→ GIVEN PROBLEM:
Copy the lines of each record below word for word, leaving out the pictures.
▼▼▼
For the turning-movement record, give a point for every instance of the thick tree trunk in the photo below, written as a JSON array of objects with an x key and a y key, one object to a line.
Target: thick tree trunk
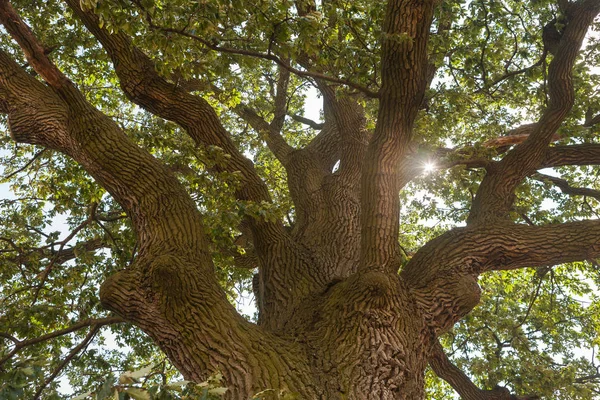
[
  {"x": 337, "y": 320},
  {"x": 363, "y": 338}
]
▲▲▲
→ SOLUTION FOR THIS EXERCISE:
For the turning-movement record, give a point for every instance of the thick tree trunk in the photo below, written as a JSON array of objects with an x key and a y key, one object to a line.
Target: thick tree trunk
[
  {"x": 337, "y": 320},
  {"x": 363, "y": 338}
]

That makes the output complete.